(Supplied passage)

So to summarize what we are to do when a Christian offends us.
- Remember we all sin therefore we must be anxious to forgive others. Forgive the offense if possible and through prayer ask God to heal your wounds.
- If the offense is serious enough or is of a repetitive nature, a confrontation needs to take place. Pray first, forgive the person, and then approach them with humbleness. Be sure to share that you have already forgiven them and simply want to mend the relationship and let them know how they have offended you.
- If the Christian Brother or Sister continues to sin against you. Continue to forgive them and when possible confront them with their sin. If they are not responsive or repentant, bring others with you who have prayed about the situation, are mature in Christ, and agree that several Christians must confront the Brother or Sister.

(End Supplied passage)
(Extracted records)

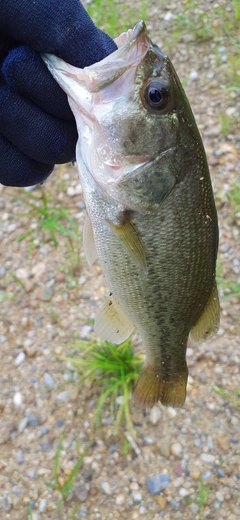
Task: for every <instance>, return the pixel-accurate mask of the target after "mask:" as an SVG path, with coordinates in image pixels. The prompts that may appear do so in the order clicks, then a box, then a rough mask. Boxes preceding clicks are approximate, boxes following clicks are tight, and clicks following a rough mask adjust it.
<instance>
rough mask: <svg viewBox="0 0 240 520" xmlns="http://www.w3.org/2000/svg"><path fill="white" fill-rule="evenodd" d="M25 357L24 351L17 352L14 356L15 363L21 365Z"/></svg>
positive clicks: (24, 352)
mask: <svg viewBox="0 0 240 520" xmlns="http://www.w3.org/2000/svg"><path fill="white" fill-rule="evenodd" d="M25 358H26V354H25V352H19V354H18V356H17V357H16V359H15V365H16V366H17V367H18V366H19V365H21V363H23V361H24V360H25Z"/></svg>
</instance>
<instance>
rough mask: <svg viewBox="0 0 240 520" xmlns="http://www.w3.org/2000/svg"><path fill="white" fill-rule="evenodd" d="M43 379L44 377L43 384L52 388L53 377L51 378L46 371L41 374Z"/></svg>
mask: <svg viewBox="0 0 240 520" xmlns="http://www.w3.org/2000/svg"><path fill="white" fill-rule="evenodd" d="M43 379H44V383H45V385H46V386H47V387H48V388H50V389H52V388H54V386H55V383H54V379H53V378H52V376H51V374H48V372H45V374H44V375H43Z"/></svg>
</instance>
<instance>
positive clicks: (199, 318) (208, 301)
mask: <svg viewBox="0 0 240 520" xmlns="http://www.w3.org/2000/svg"><path fill="white" fill-rule="evenodd" d="M219 321H220V306H219V299H218V291H217V285H216V282H214V285H213V288H212V291H211V294H210V297H209V300H208V302H207V305H206V307H205V308H204V310H203V312H202V314H201V316H200V318H199V320H198V321H197V323H196V325H194V327H192V329H191V332H190V337H191V339H192V340H193V341H194V342H195V343H200V342H201V341H206V340H207V339H209V338H211V336H213V335H214V334H215V333H216V332H217V331H218V329H219Z"/></svg>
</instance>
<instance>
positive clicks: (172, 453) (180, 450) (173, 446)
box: [170, 442, 182, 457]
mask: <svg viewBox="0 0 240 520" xmlns="http://www.w3.org/2000/svg"><path fill="white" fill-rule="evenodd" d="M170 451H171V454H172V455H174V457H180V456H181V453H182V445H181V444H180V442H174V443H173V444H172V445H171V447H170Z"/></svg>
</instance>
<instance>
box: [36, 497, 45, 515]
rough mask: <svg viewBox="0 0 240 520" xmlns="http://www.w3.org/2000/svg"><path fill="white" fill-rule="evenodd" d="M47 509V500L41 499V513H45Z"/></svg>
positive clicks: (40, 500) (39, 509)
mask: <svg viewBox="0 0 240 520" xmlns="http://www.w3.org/2000/svg"><path fill="white" fill-rule="evenodd" d="M46 509H47V501H46V499H45V498H41V500H40V502H39V507H38V510H39V513H41V514H42V513H45V511H46Z"/></svg>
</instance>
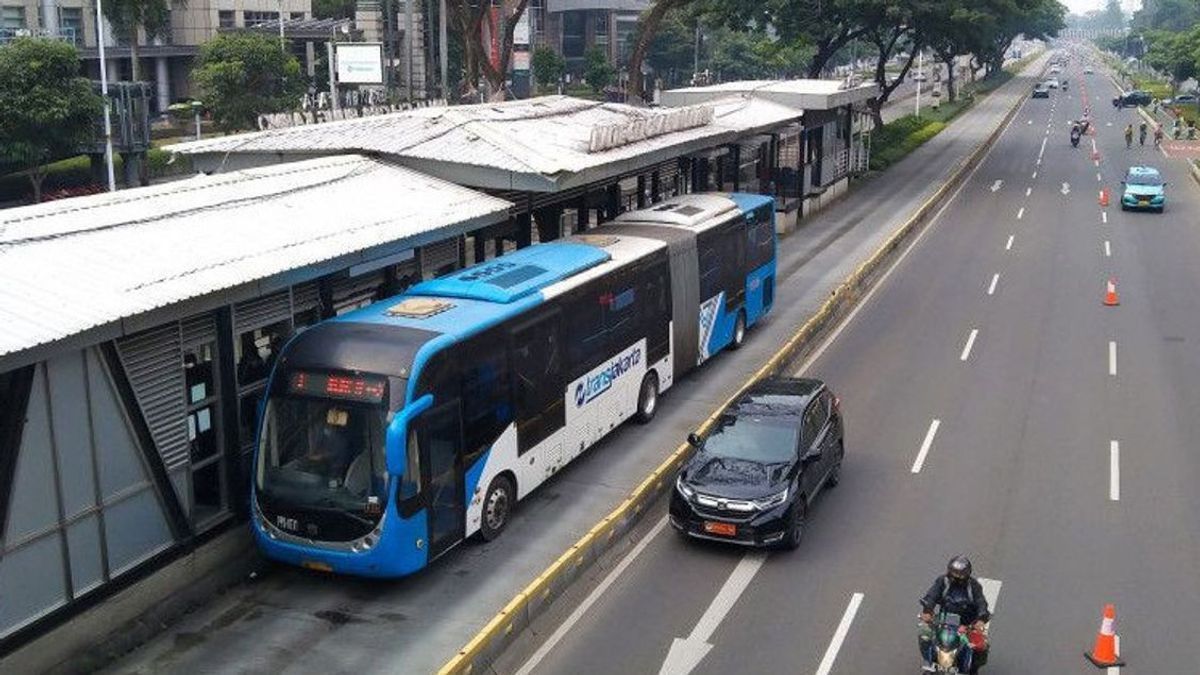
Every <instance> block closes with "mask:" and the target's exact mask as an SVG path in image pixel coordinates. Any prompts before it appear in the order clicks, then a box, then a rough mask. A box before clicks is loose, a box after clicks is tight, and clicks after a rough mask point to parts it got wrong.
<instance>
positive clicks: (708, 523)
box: [704, 521, 738, 537]
mask: <svg viewBox="0 0 1200 675" xmlns="http://www.w3.org/2000/svg"><path fill="white" fill-rule="evenodd" d="M704 532H708V533H709V534H720V536H722V537H736V536H737V533H738V526H737V525H733V524H732V522H712V521H706V522H704Z"/></svg>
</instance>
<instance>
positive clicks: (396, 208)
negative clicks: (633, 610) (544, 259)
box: [0, 155, 511, 357]
mask: <svg viewBox="0 0 1200 675" xmlns="http://www.w3.org/2000/svg"><path fill="white" fill-rule="evenodd" d="M510 207H511V204H510V203H509V202H505V201H503V199H498V198H496V197H491V196H487V195H482V193H480V192H475V191H473V190H468V189H466V187H461V186H457V185H452V184H449V183H445V181H442V180H438V179H436V178H431V177H427V175H424V174H420V173H416V172H414V171H410V169H406V168H402V167H396V166H391V165H388V163H385V162H380V161H377V160H371V159H366V157H361V156H356V155H348V156H341V157H326V159H319V160H310V161H304V162H295V163H290V165H283V166H276V167H268V168H257V169H248V171H244V172H233V173H227V174H220V175H212V177H205V175H199V177H196V178H192V179H190V180H181V181H176V183H169V184H164V185H157V186H151V187H142V189H134V190H126V191H120V192H112V193H103V195H94V196H88V197H77V198H73V199H64V201H59V202H49V203H44V204H37V205H31V207H23V208H17V209H8V210H2V211H0V357H4V356H7V354H13V353H16V352H20V351H23V350H29V348H31V347H35V346H38V345H43V344H47V342H53V341H56V340H61V339H65V337H68V336H71V335H76V334H79V333H83V331H85V330H89V329H92V328H97V327H102V325H107V324H109V323H112V322H116V321H120V319H124V318H127V317H133V316H138V315H142V313H144V312H148V311H151V310H155V309H158V307H164V306H168V305H172V304H175V303H180V301H182V300H187V299H191V298H198V297H202V295H205V294H209V293H214V292H218V291H223V289H229V288H234V287H238V286H241V285H245V283H248V282H254V281H262V280H265V279H270V277H272V276H275V275H280V274H283V273H289V271H293V270H298V269H301V268H305V267H306V265H313V264H316V263H322V262H325V261H331V259H334V258H338V257H342V256H348V255H353V253H361V252H365V251H368V250H371V249H374V247H378V246H384V245H388V244H394V243H397V241H403V240H408V239H414V244H426V243H428V241H430V240H433V239H438V238H442V237H444V235H445V234H446V232H445V231H446V229H448V228H452V227H454V226H461V225H463V223H473V225H475V226H478V225H484V223H488V222H493V221H497V220H500V217H503V216H502V214H505V213H506V211H508V209H509V208H510ZM418 238H420V240H416V239H418Z"/></svg>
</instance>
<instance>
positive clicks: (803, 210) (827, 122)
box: [662, 79, 878, 221]
mask: <svg viewBox="0 0 1200 675" xmlns="http://www.w3.org/2000/svg"><path fill="white" fill-rule="evenodd" d="M877 95H878V86H877V85H876V84H875V83H864V84H856V85H848V84H847V83H846V82H845V80H835V79H779V80H769V79H768V80H739V82H727V83H721V84H713V85H708V86H689V88H684V89H672V90H668V91H664V92H662V103H664V104H665V106H700V104H706V103H709V102H713V101H726V100H728V98H730V97H731V96H732V97H736V98H740V100H744V101H769V102H772V103H776V104H780V106H786V107H788V108H793V109H799V110H803V114H802V115H800V118H799V120H798V123H796V124H793V125H790V126H788V127H787V129H785V130H782V131H780V132H778V133H776V135H775V136H774V141H775V143H776V148H778V149H776V151H775V155H774V156H775V166H774V167H773V171H772V177H773V181H774V192H773V193H774V196H775V198H776V210H779V211H781V213H784V214H785V217H784V219H782V220H792V221H794V220H796V219H798V217H803V216H805V215H809V214H811V213H815V211H817V210H820V209H821V208H823V207H824V205H827V204H828V203H829V202H830V201H833V199H835V198H838V197H840V196H841V195H844V193H845V192H846V190H847V187H848V184H850V178H851V177H853V175H857V174H860V173H865V172H866V169H868V163H869V161H870V131H869V130H870V127H871V124H872V123H871V120H870V113H869V110H868V109H866V108H865V106H866V102H868V101H869V100H871V98H874V97H876V96H877Z"/></svg>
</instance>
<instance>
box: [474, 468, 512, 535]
mask: <svg viewBox="0 0 1200 675" xmlns="http://www.w3.org/2000/svg"><path fill="white" fill-rule="evenodd" d="M516 497H517V491H516V489H515V488H514V486H512V480H509V478H508V477H506V476H497V477H496V478H493V479H492V484H491V485H488V486H487V494H486V495H484V514H482V518H481V519H480V520H481V522H480V525H479V536H480V537H482V539H484V540H485V542H491V540H492V539H496V538H497V537H499V536H500V532H503V531H504V527H505V526H508V524H509V519H510V518H511V515H512V504H514V503H515V502H516Z"/></svg>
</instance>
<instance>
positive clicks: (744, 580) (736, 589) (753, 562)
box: [659, 551, 767, 675]
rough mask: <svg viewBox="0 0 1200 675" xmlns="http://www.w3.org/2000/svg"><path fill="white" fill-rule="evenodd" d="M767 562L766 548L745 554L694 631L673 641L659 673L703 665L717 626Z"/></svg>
mask: <svg viewBox="0 0 1200 675" xmlns="http://www.w3.org/2000/svg"><path fill="white" fill-rule="evenodd" d="M763 562H767V552H766V551H751V552H748V554H745V555H744V556H742V560H740V561H738V566H737V567H734V568H733V572H732V573H730V578H728V579H726V580H725V584H722V585H721V590H720V591H716V597H714V598H713V602H712V603H710V604H709V605H708V609H706V610H704V614H703V615H702V616H701V617H700V621H697V622H696V627H695V628H692V629H691V633H690V634H689V635H688V637H686V638H676V639H674V640H672V641H671V649H670V650H668V651H667V657H666V659H665V661H664V662H662V667H661V668H659V675H686V674H688V673H691V671H692V670H694V669H695V668H696V667H697V665H700V662H701V661H703V659H704V656H706V655H707V653H708V652H709V651H712V649H713V645H712V643H709V640H710V639H712V638H713V633H715V632H716V627H718V626H720V625H721V621H722V620H724V619H725V616H726V615H727V614H728V613H730V610H731V609H733V605H734V604H737V602H738V598H739V597H742V593H743V592H745V590H746V586H749V585H750V581H751V580H752V579H754V577H755V574H758V569H761V568H762V563H763Z"/></svg>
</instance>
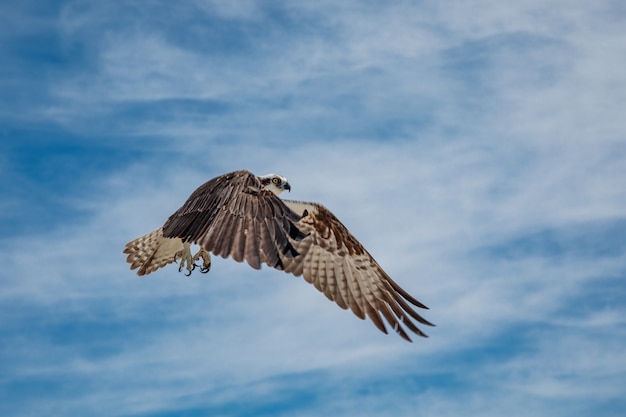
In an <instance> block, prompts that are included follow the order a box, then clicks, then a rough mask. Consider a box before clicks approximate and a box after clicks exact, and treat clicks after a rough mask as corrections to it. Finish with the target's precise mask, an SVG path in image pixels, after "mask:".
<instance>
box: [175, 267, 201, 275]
mask: <svg viewBox="0 0 626 417" xmlns="http://www.w3.org/2000/svg"><path fill="white" fill-rule="evenodd" d="M196 266H197V265H196V264H191V268H189V270H188V271H187V273H186V274H185V276H186V277H188V276H190V275H191V273H192V272H193V270H194V269H196ZM178 272H180V268H178Z"/></svg>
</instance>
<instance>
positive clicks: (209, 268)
mask: <svg viewBox="0 0 626 417" xmlns="http://www.w3.org/2000/svg"><path fill="white" fill-rule="evenodd" d="M200 258H202V266H201V267H200V272H202V273H203V274H206V273H207V272H209V270H210V269H211V255H210V254H209V252H207V251H205V250H204V248H203V247H200V250H199V251H198V253H196V254H195V255H194V256H193V259H192V261H193V262H194V264H193V265H194V267H195V266H197V265H196V264H195V261H197V260H198V259H200Z"/></svg>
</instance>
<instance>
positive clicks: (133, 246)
mask: <svg viewBox="0 0 626 417" xmlns="http://www.w3.org/2000/svg"><path fill="white" fill-rule="evenodd" d="M183 248H184V244H183V241H182V240H181V239H179V238H167V237H163V228H158V229H157V230H155V231H153V232H150V233H148V234H147V235H143V236H141V237H140V238H137V239H135V240H133V241H131V242H128V243H127V244H126V248H125V249H124V252H123V253H126V254H128V256H127V257H126V262H128V263H129V264H130V269H136V268H139V270H138V271H137V275H139V276H142V275H148V274H149V273H151V272H154V271H156V270H157V269H159V268H162V267H164V266H165V265H168V264H171V263H172V262H174V261H175V259H176V253H178V252H179V251H182V250H183Z"/></svg>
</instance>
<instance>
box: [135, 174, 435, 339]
mask: <svg viewBox="0 0 626 417" xmlns="http://www.w3.org/2000/svg"><path fill="white" fill-rule="evenodd" d="M285 190H288V191H290V190H291V186H290V185H289V182H288V181H287V179H286V178H285V177H282V176H280V175H276V174H268V175H263V176H256V175H254V174H252V173H251V172H248V171H245V170H241V171H235V172H231V173H228V174H224V175H221V176H218V177H215V178H213V179H211V180H209V181H207V182H206V183H204V184H203V185H201V186H200V187H198V188H197V189H196V190H195V191H194V192H193V193H192V194H191V195H190V196H189V198H188V199H187V201H186V202H185V204H183V206H182V207H181V208H179V209H178V210H177V211H176V212H175V213H174V214H172V215H171V216H170V217H169V218H168V219H167V221H166V222H165V224H164V225H163V226H162V227H160V228H158V229H156V230H154V231H153V232H150V233H148V234H146V235H144V236H141V237H139V238H137V239H135V240H133V241H131V242H129V243H127V244H126V248H125V249H124V253H125V254H127V255H128V256H127V258H126V261H127V262H128V263H130V268H131V269H136V268H139V269H138V271H137V275H139V276H142V275H148V274H150V273H151V272H154V271H156V270H157V269H159V268H161V267H164V266H166V265H168V264H170V263H173V262H177V261H179V262H180V265H179V271H182V270H183V268H184V269H186V270H187V273H188V274H191V272H192V271H193V270H194V269H195V268H196V267H198V265H196V262H197V261H200V260H202V265H200V266H199V268H200V271H201V272H208V271H209V269H210V267H211V256H210V254H209V253H212V254H213V255H217V256H221V257H223V258H227V257H231V258H232V259H234V260H235V261H237V262H243V261H246V262H247V263H248V264H249V265H250V266H251V267H252V268H254V269H260V268H261V264H266V265H268V266H271V267H273V268H276V269H279V270H283V271H285V272H287V273H290V274H293V275H295V276H302V277H304V279H305V280H306V281H307V282H309V283H310V284H313V285H314V286H315V288H317V289H318V290H319V291H321V292H322V293H323V294H324V295H325V296H326V297H327V298H328V299H330V300H331V301H334V302H335V303H336V304H337V305H338V306H339V307H341V308H343V309H350V310H351V311H352V312H353V313H354V314H355V315H356V316H357V317H359V318H360V319H365V318H366V317H369V319H370V320H371V321H372V322H373V323H374V325H376V327H377V328H378V329H380V330H381V331H382V332H384V333H387V328H386V326H385V323H384V322H383V318H384V319H385V320H386V321H387V323H388V324H389V325H390V326H391V328H392V329H393V330H394V331H395V332H396V333H398V334H399V335H400V336H401V337H402V338H404V339H405V340H407V341H409V342H410V341H411V338H410V337H409V335H408V333H407V332H406V330H405V327H406V328H407V329H409V330H410V331H412V332H413V333H415V334H417V335H419V336H423V337H427V336H426V334H425V333H423V332H422V331H421V330H420V329H419V328H418V327H417V325H416V323H415V322H418V323H421V324H424V325H428V326H432V325H433V324H432V323H430V322H428V321H427V320H426V319H424V318H423V317H422V316H421V315H420V314H418V313H417V311H415V307H419V308H422V309H427V308H428V307H426V306H425V305H424V304H422V303H420V302H419V301H417V300H416V299H415V298H413V297H412V296H411V295H410V294H409V293H407V292H406V291H405V290H403V289H402V288H401V287H400V286H399V285H398V284H397V283H396V282H394V281H393V280H392V279H391V278H390V277H389V275H387V273H386V272H385V271H383V269H382V268H381V267H380V265H379V264H378V263H377V262H376V260H374V258H373V257H372V255H370V253H369V252H368V251H367V250H366V249H365V248H364V247H363V245H362V244H361V243H360V242H359V241H358V240H357V239H356V238H355V237H354V236H353V235H352V234H351V233H350V232H349V231H348V229H347V228H346V227H345V226H344V225H343V224H342V223H341V222H340V221H339V219H337V217H335V215H334V214H333V213H331V212H330V210H328V209H327V208H326V207H324V206H323V205H321V204H318V203H310V202H302V201H292V200H283V199H281V198H279V197H278V195H279V194H280V193H282V192H283V191H285ZM191 244H197V245H198V246H199V247H200V249H199V251H198V252H197V253H196V254H194V255H192V254H191Z"/></svg>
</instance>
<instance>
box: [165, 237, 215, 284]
mask: <svg viewBox="0 0 626 417" xmlns="http://www.w3.org/2000/svg"><path fill="white" fill-rule="evenodd" d="M183 245H184V247H183V249H182V250H180V251H178V252H176V254H175V255H174V262H176V261H177V260H178V258H180V265H179V266H178V272H182V270H183V268H185V269H187V273H186V274H185V275H187V276H189V275H191V272H192V271H193V270H194V269H196V267H197V266H198V265H196V261H197V260H199V259H200V258H202V266H201V267H200V272H202V273H203V274H206V273H207V272H209V270H210V269H211V255H210V254H209V252H207V251H206V250H204V248H202V247H201V248H200V250H199V251H198V253H196V254H195V255H193V256H191V244H190V243H189V242H184V243H183Z"/></svg>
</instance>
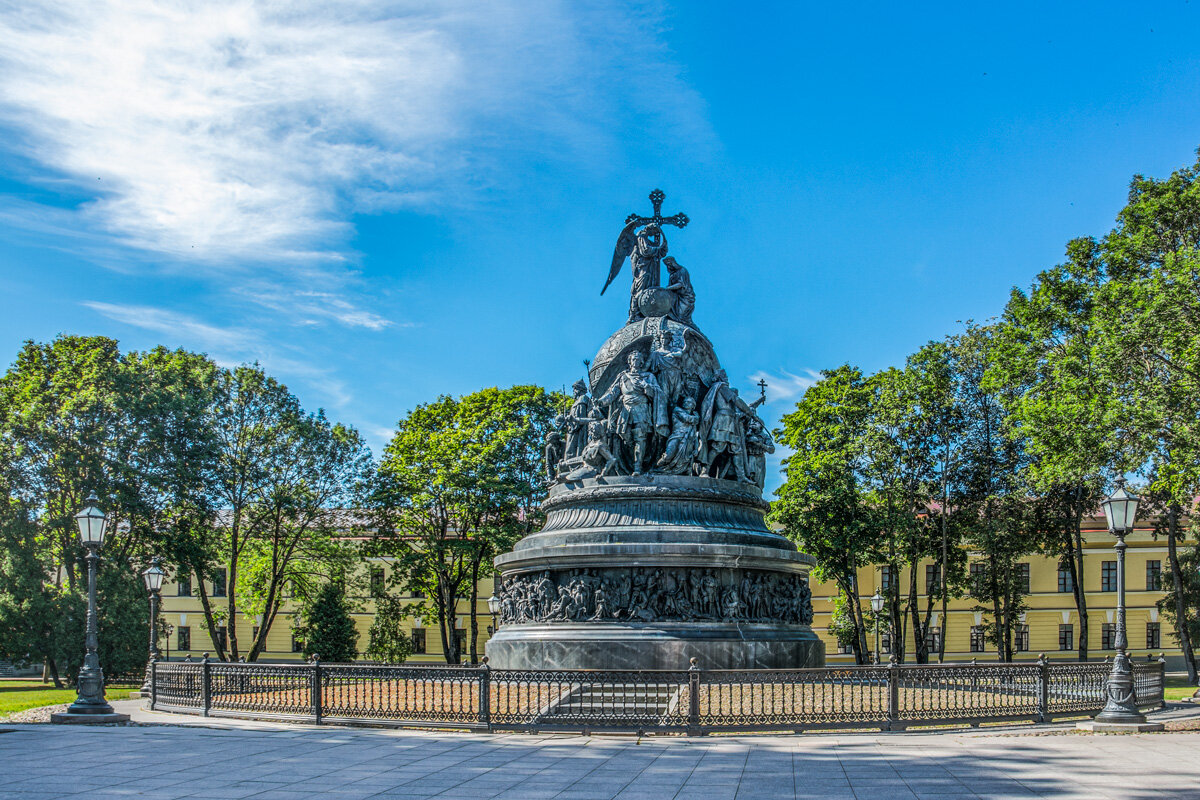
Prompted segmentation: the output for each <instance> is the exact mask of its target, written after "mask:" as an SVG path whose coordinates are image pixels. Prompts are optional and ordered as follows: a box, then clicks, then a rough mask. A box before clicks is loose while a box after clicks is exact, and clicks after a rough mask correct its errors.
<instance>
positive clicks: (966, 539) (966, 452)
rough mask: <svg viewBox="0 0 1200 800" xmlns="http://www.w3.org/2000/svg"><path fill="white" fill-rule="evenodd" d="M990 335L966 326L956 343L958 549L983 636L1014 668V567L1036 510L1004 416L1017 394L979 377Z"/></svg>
mask: <svg viewBox="0 0 1200 800" xmlns="http://www.w3.org/2000/svg"><path fill="white" fill-rule="evenodd" d="M996 338H997V327H996V326H995V325H989V326H979V325H973V324H968V325H967V330H966V332H964V333H962V335H961V336H960V337H958V339H956V343H955V361H956V363H958V372H959V374H960V383H959V401H958V404H959V408H960V409H961V413H962V420H964V423H965V427H964V432H965V433H964V438H962V445H961V449H960V458H959V465H958V470H959V475H960V477H959V481H958V486H959V494H958V497H956V498H954V505H955V506H958V511H959V519H960V521H962V523H964V529H962V533H964V542H965V543H966V545H967V546H968V547H970V548H971V549H973V551H976V552H978V553H980V554H982V555H983V559H982V560H980V566H982V570H980V571H979V572H977V573H976V575H973V576H972V578H971V581H970V591H971V596H972V597H974V599H976V600H977V601H978V602H979V604H978V606H977V607H976V609H977V610H982V612H985V613H988V614H990V618H991V619H990V620H989V622H988V625H986V626H985V627H986V632H988V637H989V638H990V639H991V640H992V642H994V643H995V644H996V650H997V652H998V656H1000V660H1001V661H1012V660H1013V631H1014V627H1015V625H1016V624H1018V619H1019V616H1020V614H1021V613H1022V612H1024V610H1025V600H1024V597H1025V587H1024V582H1022V578H1021V575H1020V572H1019V567H1018V565H1019V564H1020V561H1021V559H1022V558H1024V557H1026V555H1028V554H1030V553H1032V552H1034V549H1036V534H1034V533H1033V524H1032V521H1033V519H1036V518H1037V512H1036V509H1034V507H1033V504H1031V501H1030V493H1028V491H1027V486H1026V483H1025V481H1024V476H1025V471H1024V470H1025V467H1026V455H1025V449H1024V440H1021V439H1019V438H1016V437H1013V435H1010V434H1009V431H1010V426H1008V425H1007V410H1006V409H1007V408H1009V407H1010V405H1012V404H1013V402H1014V401H1013V398H1012V396H1013V395H1015V393H1018V392H1020V391H1021V387H1020V386H1015V385H1010V384H1006V385H990V384H988V383H986V381H985V375H986V374H988V371H989V368H990V367H991V365H992V360H994V357H995V348H996V344H995V342H996Z"/></svg>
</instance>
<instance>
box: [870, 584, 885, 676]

(End Extracted records)

» Problems and tasks:
1 – In the summary on offenses between Christians, what should a person do before approaching someone whose offense is serious or repeated?
2 – Extend the summary on offenses between Christians past its final point.

» Results in order:
1 – They should pray first and forgive the person, then approach them with humbleness.

2 –
- If the offender still does not repent, it would be wise to seek out your Pastor or Elder to deal with the matter to see if more confrontation is necessary and to take any further steps of reconciliation or church discipline.
Luke 17:3 4
“If your brother sins, rebuke him, and if he repents, forgive him. If he sins against you seven times in a day, and seven times comes back to you and says, ‘I repent,’ forgive him.”
Luke 6:36 37
“Be merciful, just as your Father is merciful. “Do not judge, and you will not be judged. Do not condemn, and you will not be condemned. Forgive, and you will be forgiven.”